= Beginning of Section =
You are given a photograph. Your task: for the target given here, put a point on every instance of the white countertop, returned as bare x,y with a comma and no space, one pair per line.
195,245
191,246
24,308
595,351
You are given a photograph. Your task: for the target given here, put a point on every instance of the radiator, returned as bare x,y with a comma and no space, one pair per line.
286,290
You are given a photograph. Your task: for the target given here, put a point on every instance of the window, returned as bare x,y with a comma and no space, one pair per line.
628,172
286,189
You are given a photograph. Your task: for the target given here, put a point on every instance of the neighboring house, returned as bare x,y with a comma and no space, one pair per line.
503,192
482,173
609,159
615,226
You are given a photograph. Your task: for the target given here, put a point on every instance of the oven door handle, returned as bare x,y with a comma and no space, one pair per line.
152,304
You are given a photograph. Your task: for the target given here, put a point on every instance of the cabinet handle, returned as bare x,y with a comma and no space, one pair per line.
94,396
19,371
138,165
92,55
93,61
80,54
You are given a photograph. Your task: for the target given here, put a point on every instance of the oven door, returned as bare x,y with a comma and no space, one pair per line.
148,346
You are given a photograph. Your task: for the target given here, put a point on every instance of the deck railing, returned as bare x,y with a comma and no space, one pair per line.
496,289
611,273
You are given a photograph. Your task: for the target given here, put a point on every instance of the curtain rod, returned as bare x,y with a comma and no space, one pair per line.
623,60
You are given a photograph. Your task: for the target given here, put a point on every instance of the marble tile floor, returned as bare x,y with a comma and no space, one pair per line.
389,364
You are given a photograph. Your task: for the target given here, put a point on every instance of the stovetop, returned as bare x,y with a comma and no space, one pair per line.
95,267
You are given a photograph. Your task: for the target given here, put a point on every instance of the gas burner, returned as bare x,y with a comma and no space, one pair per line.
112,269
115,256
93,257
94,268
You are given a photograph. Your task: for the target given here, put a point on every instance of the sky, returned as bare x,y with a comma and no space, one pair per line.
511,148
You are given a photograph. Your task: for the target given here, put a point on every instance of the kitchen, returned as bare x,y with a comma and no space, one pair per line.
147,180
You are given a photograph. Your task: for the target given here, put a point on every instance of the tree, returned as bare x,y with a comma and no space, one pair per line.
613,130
= End of Section =
The lines from the one holding "the sky, returned" to the end of the entries are to be repeated exactly, with both ends included and nothing else.

You are given a photograph. Your task: for the target given here, put a point on every instance of the sky, returned as bare x,y with a comma and no space, one pair per line.
511,148
You are given a photograph. Your task: for the target given here, put a point on every instance of the kitchen, returned as bare x,y with a comma and no space, one pair per line.
147,180
You are given a photograph. Your task: for the target given here, put a point on every instance of the tree, returned as bare x,y with a comma and no space, one pair per line.
613,130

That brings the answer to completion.